(Dataset entries)
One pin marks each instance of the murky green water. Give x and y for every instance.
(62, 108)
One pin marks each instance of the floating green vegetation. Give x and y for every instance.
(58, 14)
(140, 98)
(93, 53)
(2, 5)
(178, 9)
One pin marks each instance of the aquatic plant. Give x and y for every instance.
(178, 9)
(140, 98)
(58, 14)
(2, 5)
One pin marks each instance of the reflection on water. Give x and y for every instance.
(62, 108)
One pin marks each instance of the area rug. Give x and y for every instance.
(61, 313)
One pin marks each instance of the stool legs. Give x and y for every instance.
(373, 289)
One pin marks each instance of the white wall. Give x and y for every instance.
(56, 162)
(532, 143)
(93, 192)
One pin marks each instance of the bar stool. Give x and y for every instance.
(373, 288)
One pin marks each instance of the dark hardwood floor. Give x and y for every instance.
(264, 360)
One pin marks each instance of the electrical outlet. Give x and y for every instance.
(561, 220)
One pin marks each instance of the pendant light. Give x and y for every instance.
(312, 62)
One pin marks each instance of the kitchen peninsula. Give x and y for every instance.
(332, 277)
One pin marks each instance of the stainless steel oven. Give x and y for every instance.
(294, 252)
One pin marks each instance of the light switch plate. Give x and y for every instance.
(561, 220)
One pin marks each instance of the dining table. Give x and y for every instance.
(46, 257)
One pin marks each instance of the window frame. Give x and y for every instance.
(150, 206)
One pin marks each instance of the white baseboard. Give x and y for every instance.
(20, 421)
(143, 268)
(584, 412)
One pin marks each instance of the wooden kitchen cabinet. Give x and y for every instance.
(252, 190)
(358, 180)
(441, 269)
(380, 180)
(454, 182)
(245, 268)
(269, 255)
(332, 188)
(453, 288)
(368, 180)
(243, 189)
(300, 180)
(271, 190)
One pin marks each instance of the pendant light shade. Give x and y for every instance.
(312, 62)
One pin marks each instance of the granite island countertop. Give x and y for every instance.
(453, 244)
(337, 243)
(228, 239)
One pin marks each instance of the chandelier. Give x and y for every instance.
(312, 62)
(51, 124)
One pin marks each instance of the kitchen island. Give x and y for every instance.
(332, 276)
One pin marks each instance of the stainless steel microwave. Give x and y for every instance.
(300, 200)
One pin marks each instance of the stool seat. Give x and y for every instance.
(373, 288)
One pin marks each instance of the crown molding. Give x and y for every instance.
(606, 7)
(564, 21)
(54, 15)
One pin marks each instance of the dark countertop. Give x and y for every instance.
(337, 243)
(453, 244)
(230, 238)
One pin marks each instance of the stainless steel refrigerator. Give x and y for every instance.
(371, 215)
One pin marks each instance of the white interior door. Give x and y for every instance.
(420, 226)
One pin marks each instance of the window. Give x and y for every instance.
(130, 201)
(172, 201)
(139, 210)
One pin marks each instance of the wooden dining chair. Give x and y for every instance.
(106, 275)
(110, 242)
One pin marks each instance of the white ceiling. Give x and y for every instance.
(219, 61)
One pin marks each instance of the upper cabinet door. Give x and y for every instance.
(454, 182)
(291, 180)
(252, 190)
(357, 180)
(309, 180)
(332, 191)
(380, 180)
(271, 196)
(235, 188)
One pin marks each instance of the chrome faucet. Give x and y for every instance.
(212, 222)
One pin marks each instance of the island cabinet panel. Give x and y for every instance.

PROBLEM STATEMENT:
Nothing above should be left out; write out every record exactly.

EXPECTED ANSWER:
One pin marks each instance of the murky green water. Give x and y for every instance.
(62, 108)
One pin marks each instance of the floating green vegetation. Give x and y for every instance.
(58, 14)
(140, 98)
(93, 53)
(2, 5)
(178, 9)
One pin marks each instance of the aquatic plant. Give x and y for every instance.
(178, 9)
(140, 98)
(58, 14)
(2, 5)
One pin marks each instance of the reflection on water. Give x and y for every instance.
(62, 108)
One pin marks each instance of the area rug. Give x and y for every instance.
(61, 313)
One pin marks each instance of the stool legs. Give x and y for every instance.
(373, 289)
One pin marks each instance of the white wall. Give x and y for every instance.
(56, 162)
(532, 143)
(93, 192)
One pin marks each instance of the bar stool. Give x and y for every instance.
(373, 288)
One pin marks each instance of the dark hardwood floor. Give x and y for every instance.
(264, 360)
One pin marks each instance of the electrical outlet. Give x and y for every instance.
(561, 220)
One pin marks each instance of the pendant light. Give x and y for every instance.
(312, 62)
One pin marks each instance of the kitchen peninsula. Give x and y for every instance.
(332, 277)
One pin marks each instance of the stainless steel oven. Give x and y for every instance.
(294, 252)
One pin marks each instance of the light switch plate. Give x and y for every instance.
(561, 220)
One pin marks each instance of the dining table. Give x and y for every instance.
(46, 257)
One pin marks each instance of the window frame. Give x and y for every instance.
(150, 206)
One pin marks each instance of the white baseboard. Give x and y for every instance.
(20, 421)
(143, 268)
(584, 412)
One pin marks each instance of the wooden kitchen cabinet. Give x and y for every instance.
(252, 190)
(358, 180)
(441, 269)
(380, 180)
(454, 182)
(245, 268)
(269, 255)
(332, 188)
(453, 288)
(368, 180)
(243, 189)
(300, 180)
(271, 190)
One pin marks each instance of the pendant light shade. Give x and y for every instance.
(312, 62)
One pin marks each instance of the granite island countertop. Give x and y for every instance.
(453, 244)
(337, 243)
(228, 239)
One pin marks each instance of the chandelier. Give x and y for every instance.
(312, 62)
(51, 124)
One pin marks each instance of the kitchen island. Give x and y for every instance.
(332, 276)
One pin marks each instance of the stainless steel microwave. Give x and y for every instance.
(300, 200)
One pin marks each instance of the stool seat. Give x and y for every instance.
(373, 288)
One pin marks each instance of the crown molding. Give x and y for every instance.
(606, 7)
(564, 21)
(54, 15)
One pin marks each instance of the dark countertop. Give x and y for every instance.
(337, 243)
(453, 244)
(230, 238)
One pin marks each instance of the stainless steel refrigerator. Give x and y for every instance.
(371, 215)
One pin marks each instance of the white interior door. Give x and y for every instance.
(420, 226)
One pin marks each instance of the window. Give x and y for every instance.
(130, 201)
(172, 201)
(139, 210)
One pin marks each instance of the wooden dining chair. Give x and y for every instance.
(106, 275)
(110, 242)
One pin marks each instance of the white ceiling. Give x and y for every instance.
(219, 61)
One pin marks each instance of the upper cabinet door. Give x and y for every instance.
(454, 182)
(291, 180)
(252, 190)
(357, 180)
(309, 180)
(332, 191)
(380, 180)
(271, 196)
(235, 188)
One pin marks each instance of the chrome faucet. Give x and y for every instance.
(212, 222)
One pin marks each instance of the island cabinet panel. Give x and y for every instance.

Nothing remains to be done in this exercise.